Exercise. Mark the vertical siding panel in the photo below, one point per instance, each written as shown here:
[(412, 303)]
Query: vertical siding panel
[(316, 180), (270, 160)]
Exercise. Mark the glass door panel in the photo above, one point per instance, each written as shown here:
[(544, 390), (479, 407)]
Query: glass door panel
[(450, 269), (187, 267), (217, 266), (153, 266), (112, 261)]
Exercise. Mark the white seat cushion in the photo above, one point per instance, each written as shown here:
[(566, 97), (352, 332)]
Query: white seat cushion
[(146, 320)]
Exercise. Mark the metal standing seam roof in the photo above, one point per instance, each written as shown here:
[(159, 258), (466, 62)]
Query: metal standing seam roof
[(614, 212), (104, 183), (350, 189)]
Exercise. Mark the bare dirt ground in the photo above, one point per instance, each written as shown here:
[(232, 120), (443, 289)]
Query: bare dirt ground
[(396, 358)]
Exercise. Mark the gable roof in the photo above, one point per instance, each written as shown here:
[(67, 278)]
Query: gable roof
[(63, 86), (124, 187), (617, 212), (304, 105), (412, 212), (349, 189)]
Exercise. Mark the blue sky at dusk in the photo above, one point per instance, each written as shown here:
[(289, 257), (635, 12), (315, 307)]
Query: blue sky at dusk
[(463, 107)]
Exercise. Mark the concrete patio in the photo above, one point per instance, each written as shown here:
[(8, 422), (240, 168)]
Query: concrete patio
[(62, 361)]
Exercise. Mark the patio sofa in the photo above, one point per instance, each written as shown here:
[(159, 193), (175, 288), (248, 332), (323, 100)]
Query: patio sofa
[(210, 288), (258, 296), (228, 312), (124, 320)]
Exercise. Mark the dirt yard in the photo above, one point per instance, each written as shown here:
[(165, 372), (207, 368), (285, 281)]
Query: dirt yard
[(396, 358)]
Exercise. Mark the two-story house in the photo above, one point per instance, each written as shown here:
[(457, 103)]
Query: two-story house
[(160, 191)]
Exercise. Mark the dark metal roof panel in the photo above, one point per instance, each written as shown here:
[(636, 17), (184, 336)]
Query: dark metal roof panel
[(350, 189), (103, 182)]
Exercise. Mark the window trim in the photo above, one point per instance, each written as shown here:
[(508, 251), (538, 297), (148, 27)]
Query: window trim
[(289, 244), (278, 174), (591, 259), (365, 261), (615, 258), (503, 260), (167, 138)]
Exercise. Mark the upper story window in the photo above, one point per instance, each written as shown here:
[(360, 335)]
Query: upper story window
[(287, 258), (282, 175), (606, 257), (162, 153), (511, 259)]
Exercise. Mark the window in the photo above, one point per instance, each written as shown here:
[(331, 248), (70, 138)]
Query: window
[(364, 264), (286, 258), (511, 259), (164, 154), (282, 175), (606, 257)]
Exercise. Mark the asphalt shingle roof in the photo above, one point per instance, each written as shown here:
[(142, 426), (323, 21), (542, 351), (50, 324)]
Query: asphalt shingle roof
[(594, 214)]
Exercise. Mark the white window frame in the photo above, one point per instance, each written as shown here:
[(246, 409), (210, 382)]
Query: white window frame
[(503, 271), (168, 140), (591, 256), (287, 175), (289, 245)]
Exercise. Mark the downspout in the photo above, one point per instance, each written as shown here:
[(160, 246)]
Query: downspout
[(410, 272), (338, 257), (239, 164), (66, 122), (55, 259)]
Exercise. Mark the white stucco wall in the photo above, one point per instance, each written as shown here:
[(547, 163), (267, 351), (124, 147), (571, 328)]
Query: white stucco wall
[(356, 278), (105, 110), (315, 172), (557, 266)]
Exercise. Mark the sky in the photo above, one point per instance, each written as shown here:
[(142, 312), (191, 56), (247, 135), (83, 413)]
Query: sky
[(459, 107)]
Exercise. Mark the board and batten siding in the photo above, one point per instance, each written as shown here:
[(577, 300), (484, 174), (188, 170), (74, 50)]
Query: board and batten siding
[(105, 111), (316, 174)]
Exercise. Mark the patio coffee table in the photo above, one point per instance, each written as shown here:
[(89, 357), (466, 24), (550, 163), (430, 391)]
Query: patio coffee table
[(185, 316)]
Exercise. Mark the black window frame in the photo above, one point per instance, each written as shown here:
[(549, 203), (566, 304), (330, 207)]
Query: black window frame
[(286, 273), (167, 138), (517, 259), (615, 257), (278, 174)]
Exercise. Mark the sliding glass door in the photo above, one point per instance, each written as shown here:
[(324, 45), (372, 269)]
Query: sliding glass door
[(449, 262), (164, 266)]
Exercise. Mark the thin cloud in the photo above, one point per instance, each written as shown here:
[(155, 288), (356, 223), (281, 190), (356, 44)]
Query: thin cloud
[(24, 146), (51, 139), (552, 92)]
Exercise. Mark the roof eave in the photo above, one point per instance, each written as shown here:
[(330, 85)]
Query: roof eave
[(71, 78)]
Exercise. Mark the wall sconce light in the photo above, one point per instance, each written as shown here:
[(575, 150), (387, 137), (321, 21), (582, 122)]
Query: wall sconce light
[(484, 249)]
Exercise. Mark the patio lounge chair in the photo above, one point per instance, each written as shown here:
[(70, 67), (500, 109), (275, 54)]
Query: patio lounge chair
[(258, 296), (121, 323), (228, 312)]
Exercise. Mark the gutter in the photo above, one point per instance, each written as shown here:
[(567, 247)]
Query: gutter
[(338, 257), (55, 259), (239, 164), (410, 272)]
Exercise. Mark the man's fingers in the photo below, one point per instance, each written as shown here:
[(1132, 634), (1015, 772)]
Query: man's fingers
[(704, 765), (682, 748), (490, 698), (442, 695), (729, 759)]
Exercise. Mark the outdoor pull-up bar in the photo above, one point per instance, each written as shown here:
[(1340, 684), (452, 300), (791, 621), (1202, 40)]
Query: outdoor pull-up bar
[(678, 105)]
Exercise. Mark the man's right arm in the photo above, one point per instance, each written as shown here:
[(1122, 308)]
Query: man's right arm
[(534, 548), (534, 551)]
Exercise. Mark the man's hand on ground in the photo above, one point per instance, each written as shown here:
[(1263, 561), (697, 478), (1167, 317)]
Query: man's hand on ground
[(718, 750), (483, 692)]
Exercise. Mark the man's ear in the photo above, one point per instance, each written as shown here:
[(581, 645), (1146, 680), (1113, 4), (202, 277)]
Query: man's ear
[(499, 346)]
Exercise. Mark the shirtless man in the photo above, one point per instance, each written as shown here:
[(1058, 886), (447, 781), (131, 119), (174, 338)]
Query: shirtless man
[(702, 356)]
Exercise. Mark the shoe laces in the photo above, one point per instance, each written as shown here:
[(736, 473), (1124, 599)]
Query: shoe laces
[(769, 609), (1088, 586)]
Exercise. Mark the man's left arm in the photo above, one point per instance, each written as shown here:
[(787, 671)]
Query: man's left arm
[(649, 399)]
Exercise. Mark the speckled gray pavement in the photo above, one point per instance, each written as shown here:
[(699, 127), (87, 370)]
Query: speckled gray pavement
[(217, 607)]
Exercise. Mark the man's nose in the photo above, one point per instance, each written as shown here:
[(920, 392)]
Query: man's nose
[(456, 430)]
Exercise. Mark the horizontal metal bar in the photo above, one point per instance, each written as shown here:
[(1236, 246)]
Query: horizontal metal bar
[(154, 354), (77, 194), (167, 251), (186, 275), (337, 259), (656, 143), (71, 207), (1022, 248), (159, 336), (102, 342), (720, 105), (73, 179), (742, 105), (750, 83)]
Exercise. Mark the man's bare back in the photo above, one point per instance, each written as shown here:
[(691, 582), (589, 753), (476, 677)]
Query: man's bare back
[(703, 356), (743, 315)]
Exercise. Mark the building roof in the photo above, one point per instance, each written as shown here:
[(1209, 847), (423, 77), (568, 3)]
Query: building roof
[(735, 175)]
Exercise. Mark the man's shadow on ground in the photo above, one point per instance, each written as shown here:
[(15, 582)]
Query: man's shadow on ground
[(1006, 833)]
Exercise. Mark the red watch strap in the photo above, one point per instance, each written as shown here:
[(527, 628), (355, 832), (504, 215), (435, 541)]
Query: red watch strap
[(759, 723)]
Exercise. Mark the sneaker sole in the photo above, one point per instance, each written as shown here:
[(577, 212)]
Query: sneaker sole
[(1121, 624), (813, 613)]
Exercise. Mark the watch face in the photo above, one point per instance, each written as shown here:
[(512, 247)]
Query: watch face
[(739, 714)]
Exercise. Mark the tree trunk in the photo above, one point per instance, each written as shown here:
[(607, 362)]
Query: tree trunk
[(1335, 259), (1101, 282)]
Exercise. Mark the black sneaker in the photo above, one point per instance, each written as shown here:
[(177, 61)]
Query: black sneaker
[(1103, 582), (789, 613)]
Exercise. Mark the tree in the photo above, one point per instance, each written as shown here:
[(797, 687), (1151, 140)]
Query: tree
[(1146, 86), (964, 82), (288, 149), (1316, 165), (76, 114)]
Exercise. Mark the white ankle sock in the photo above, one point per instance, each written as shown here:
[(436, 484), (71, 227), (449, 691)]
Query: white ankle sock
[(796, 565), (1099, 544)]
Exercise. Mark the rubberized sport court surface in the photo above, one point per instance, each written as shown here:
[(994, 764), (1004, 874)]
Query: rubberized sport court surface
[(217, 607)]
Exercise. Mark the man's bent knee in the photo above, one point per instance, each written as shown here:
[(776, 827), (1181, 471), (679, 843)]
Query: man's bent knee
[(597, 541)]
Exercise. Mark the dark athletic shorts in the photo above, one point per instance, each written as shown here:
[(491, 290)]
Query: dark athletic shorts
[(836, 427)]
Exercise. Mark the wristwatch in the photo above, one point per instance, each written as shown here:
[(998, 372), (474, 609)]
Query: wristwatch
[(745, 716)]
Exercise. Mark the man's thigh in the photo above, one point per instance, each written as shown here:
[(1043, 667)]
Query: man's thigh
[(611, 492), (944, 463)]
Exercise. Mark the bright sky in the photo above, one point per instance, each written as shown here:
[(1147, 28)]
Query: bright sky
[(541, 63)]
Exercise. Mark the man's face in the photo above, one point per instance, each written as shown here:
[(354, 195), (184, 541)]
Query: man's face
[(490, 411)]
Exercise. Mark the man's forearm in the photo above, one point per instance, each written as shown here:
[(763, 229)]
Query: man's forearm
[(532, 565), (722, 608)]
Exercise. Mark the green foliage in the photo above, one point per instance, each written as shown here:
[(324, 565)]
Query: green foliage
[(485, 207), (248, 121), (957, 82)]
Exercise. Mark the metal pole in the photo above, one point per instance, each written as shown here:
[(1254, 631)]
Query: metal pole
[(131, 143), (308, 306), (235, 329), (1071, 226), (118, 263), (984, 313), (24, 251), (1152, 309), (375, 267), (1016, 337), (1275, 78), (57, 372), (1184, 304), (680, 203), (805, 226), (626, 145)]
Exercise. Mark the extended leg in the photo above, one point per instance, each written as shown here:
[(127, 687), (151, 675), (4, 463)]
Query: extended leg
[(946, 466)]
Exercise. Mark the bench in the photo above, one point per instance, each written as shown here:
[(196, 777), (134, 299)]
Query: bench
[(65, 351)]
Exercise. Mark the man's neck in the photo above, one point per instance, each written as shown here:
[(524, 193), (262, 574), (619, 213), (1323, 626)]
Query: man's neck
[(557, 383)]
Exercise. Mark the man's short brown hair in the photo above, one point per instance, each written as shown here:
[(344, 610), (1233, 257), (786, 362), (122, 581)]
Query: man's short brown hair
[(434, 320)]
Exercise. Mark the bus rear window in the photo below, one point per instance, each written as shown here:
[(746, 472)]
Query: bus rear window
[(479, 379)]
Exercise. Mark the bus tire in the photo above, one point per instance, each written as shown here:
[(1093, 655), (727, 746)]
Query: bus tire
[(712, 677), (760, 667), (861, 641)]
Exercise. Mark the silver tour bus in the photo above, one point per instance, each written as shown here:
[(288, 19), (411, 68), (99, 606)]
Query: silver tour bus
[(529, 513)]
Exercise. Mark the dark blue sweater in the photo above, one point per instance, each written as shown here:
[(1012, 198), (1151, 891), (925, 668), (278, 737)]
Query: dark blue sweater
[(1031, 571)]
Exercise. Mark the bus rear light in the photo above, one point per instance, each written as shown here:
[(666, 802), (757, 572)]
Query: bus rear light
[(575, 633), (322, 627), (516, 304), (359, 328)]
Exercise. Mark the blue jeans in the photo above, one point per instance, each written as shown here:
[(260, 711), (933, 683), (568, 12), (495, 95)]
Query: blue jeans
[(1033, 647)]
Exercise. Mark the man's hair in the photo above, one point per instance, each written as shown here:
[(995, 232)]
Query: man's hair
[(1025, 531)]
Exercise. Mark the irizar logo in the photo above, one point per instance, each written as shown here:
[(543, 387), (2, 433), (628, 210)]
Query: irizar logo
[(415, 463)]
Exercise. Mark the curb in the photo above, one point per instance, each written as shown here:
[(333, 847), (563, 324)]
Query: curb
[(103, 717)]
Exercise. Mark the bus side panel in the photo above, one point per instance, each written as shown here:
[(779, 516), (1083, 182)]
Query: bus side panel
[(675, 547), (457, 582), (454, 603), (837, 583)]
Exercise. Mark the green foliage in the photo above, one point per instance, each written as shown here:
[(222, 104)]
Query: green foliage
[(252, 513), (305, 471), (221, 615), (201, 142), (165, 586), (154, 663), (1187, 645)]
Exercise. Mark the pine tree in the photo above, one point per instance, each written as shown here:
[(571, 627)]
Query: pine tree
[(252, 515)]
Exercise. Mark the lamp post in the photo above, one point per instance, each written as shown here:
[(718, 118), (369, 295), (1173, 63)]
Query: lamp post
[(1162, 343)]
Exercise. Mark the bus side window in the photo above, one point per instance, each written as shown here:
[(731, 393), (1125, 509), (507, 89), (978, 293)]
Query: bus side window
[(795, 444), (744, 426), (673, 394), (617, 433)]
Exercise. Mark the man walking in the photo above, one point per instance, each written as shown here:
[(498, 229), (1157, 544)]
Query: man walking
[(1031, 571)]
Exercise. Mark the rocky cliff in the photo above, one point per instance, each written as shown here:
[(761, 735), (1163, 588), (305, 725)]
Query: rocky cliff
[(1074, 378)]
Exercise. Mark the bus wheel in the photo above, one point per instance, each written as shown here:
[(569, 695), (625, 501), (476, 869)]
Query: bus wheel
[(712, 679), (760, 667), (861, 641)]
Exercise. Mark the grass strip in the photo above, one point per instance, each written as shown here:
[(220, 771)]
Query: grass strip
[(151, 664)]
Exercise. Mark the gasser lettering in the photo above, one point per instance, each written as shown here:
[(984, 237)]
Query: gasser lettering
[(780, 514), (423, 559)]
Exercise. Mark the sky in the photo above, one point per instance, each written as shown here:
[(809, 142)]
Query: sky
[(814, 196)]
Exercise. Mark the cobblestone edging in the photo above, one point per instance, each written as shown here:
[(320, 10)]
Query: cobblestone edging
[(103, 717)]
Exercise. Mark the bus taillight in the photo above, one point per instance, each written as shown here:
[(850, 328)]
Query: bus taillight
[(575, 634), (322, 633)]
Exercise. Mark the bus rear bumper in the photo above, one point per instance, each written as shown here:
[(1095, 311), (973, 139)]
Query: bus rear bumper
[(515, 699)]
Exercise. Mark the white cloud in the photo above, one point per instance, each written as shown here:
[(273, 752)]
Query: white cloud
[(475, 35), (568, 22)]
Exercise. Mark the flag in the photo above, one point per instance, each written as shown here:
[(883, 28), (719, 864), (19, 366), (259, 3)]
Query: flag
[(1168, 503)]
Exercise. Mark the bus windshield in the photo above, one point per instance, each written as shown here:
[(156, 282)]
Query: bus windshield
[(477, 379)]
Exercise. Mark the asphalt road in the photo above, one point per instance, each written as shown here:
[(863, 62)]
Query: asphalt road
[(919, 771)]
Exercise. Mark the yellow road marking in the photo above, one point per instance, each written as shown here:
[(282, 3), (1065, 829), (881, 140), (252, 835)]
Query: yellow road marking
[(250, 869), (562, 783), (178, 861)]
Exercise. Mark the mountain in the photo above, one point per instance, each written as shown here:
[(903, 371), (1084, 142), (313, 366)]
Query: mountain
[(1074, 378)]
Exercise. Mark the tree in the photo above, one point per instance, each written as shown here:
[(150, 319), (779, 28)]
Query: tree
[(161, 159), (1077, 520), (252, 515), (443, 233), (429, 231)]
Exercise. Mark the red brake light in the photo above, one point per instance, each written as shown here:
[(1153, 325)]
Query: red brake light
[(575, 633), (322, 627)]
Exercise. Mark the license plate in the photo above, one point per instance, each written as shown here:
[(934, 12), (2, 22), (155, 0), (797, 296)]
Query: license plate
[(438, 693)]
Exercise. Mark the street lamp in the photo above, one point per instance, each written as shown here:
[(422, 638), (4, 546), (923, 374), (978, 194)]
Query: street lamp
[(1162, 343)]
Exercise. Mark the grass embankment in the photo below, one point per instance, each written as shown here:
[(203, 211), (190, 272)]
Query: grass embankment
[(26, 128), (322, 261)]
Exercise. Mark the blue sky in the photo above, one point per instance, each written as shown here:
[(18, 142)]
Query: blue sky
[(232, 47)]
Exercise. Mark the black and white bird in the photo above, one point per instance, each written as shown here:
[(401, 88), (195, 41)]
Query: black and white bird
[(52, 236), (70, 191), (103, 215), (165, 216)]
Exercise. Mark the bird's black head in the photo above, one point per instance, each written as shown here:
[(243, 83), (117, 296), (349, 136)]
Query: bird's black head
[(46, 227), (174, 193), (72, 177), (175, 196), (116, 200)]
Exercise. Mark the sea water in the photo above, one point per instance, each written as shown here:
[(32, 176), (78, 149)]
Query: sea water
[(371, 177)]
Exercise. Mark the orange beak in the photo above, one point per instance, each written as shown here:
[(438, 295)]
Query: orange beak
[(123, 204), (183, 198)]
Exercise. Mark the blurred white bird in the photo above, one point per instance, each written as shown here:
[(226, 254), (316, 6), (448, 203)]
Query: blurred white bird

● ● ● ●

> **What you are asked to do**
Write out every line from the first row down to the line containing "[(450, 269), (187, 267), (217, 266), (153, 266), (112, 261)]", both included and requests kept, scaling only the answer coordinates by 0.7 and rounding each to a whole number with halves rounded up. Leave the numbers in the requests and their format samples unchanged.

> **Solution for this task**
Exercise. Mark the vertical siding panel in the photo below, one point per instance, each written as shown here:
[(412, 303)]
Query: vertical siding panel
[(221, 126), (189, 112)]
Exercise. Mark the glass door panel in the photo above, one point per instance, each written as shown here:
[(544, 390), (479, 407)]
Query: glass door panel
[(315, 188), (131, 187), (152, 186), (107, 186), (78, 183)]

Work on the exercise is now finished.